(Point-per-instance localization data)
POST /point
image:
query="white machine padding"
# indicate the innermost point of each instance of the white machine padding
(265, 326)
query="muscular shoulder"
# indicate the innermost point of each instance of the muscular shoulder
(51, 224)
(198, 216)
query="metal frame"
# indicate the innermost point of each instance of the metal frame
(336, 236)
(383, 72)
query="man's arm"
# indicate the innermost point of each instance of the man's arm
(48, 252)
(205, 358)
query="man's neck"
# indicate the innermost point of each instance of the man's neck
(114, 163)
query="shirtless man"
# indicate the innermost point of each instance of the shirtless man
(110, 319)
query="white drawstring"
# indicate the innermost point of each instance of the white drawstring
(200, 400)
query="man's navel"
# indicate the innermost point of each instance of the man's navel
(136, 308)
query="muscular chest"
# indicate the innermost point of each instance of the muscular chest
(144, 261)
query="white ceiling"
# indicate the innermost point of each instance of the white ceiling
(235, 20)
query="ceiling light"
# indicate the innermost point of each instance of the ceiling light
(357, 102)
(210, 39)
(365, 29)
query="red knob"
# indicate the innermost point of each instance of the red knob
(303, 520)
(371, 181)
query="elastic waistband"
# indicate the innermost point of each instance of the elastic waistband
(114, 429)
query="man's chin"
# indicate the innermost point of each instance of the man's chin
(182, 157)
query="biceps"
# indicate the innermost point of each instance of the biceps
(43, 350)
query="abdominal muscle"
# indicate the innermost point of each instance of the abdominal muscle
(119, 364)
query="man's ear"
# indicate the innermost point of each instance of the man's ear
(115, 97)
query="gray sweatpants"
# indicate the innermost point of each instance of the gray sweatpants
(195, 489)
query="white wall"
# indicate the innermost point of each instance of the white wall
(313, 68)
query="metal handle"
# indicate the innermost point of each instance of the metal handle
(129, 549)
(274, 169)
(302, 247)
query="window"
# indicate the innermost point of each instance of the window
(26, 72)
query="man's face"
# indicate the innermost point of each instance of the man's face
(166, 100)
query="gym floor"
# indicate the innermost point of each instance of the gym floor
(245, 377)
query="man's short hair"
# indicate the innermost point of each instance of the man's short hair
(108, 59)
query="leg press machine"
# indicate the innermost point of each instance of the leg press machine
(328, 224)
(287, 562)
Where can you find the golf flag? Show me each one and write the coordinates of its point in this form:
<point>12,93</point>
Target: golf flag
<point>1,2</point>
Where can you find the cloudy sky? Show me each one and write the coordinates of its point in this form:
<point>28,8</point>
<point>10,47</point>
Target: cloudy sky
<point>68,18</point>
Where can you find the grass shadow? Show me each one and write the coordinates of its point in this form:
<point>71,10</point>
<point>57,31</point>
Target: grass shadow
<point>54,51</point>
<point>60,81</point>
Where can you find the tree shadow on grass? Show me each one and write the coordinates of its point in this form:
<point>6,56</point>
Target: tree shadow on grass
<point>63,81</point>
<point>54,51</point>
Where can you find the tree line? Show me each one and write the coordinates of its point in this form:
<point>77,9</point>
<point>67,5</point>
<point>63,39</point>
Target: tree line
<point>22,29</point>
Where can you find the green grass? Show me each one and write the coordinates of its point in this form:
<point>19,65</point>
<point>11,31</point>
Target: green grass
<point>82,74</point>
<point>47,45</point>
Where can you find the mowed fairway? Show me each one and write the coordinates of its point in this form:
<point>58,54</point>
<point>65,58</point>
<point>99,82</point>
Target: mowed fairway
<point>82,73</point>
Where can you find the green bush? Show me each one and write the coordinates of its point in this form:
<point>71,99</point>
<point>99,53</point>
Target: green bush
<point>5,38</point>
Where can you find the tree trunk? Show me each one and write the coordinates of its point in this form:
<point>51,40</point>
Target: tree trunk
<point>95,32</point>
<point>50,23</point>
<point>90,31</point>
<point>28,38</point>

(Exercise goal)
In full and without error, transcribe each of the entries.

(Output for this exercise)
POST /point
image:
query="white machine padding"
# indicate the innermost point of each instance of the white machine padding
(265, 326)
query="muscular shoulder"
# indicate the innermost point of each instance of the muscular shoulder
(51, 224)
(198, 216)
query="metal frame"
# indicate the innermost point of each instance of the metal frame
(336, 236)
(383, 72)
query="man's arm"
# indicate the innermost point of each instance of the man's arm
(48, 252)
(205, 358)
query="man's neck"
# indicate the innermost point of each instance of the man's neck
(114, 163)
query="shirtless man"
# indicate the innermost point of each instance of the shirtless man
(110, 319)
query="white drawstring"
# indicate the innermost point of each instance of the white drawstring
(200, 400)
query="man's navel"
# indicate the innermost point of each instance of the man's navel
(136, 308)
query="muscular chest"
# indicate the innermost point of each instance of the muscular chest
(144, 261)
query="white ceiling"
# indicate the innermost point of each instance of the white ceiling
(235, 20)
query="ceiling light"
# indicate the innermost point of each instance of the ceiling light
(357, 102)
(210, 39)
(365, 29)
query="red knob"
# indicate the innermost point of each instance of the red knob
(303, 520)
(371, 181)
query="elastic waistband"
# indicate the innermost point of each instance of the elastic waistband
(114, 429)
query="man's chin"
# indicate the innermost point of each instance of the man's chin
(182, 157)
query="biceps"
# indicate the innermost point of each instance of the biceps
(43, 350)
query="abdominal muscle"
# indicate the innermost point of each instance of the abdominal muscle
(119, 364)
query="man's ear"
# indicate the innermost point of each instance of the man's ear
(115, 97)
query="gray sweatpants"
# indicate the innermost point of each instance of the gray sweatpants
(195, 489)
query="white wall"
# indicate the innermost point of each instance of the white wall
(313, 68)
query="metal handle"
# indicate the innermost point of each instance of the metal handle
(129, 549)
(274, 169)
(302, 247)
query="window"
# indicate the innermost point of each instance of the window
(26, 72)
query="man's face"
# indicate the innermost point of each instance of the man's face
(166, 100)
query="gym floor"
# indicate the innermost point of each instance of the gym floor
(245, 377)
query="man's short hair"
# indicate the innermost point of each instance of the man's short hair
(108, 59)
query="leg press machine"
# indicate the innermost point of each instance of the leg press machine
(328, 224)
(287, 562)
Where can you find the golf flag? Show me each one and write the coordinates of its point in this form:
<point>12,93</point>
Target: golf flag
<point>1,2</point>
Where can you find the cloudy sky? Show me each one and write the coordinates of its point in this form:
<point>28,8</point>
<point>10,47</point>
Target: cloudy sky
<point>68,18</point>
Where can you find the grass shadow? Show me each one and write the coordinates of its point in this form:
<point>71,10</point>
<point>57,31</point>
Target: grass shadow
<point>54,51</point>
<point>60,81</point>
Where can you find the tree shadow on grass? Show me each one and write the coordinates of its point in this form:
<point>6,56</point>
Target: tree shadow on grass
<point>63,81</point>
<point>54,51</point>
Where can you find the tree line? Show me each one and write the coordinates of its point in this form:
<point>77,9</point>
<point>67,5</point>
<point>63,39</point>
Target: tree line
<point>22,29</point>
Where can you find the green grass? Show me each one and write the coordinates of its point in this form:
<point>19,65</point>
<point>11,31</point>
Target: green grass
<point>82,74</point>
<point>47,45</point>
Where can you find the mowed fairway? Show me each one and write the coordinates of its point in this form:
<point>58,54</point>
<point>65,58</point>
<point>99,82</point>
Target: mowed fairway
<point>82,73</point>
Where can you find the green bush? Show me each one and write the coordinates of its point in this form:
<point>71,99</point>
<point>99,53</point>
Target: green bush
<point>5,38</point>
Where can you find the tree trunk? Show me each one and write the coordinates of its point in this form:
<point>51,40</point>
Target: tree trunk
<point>95,32</point>
<point>50,23</point>
<point>90,31</point>
<point>28,38</point>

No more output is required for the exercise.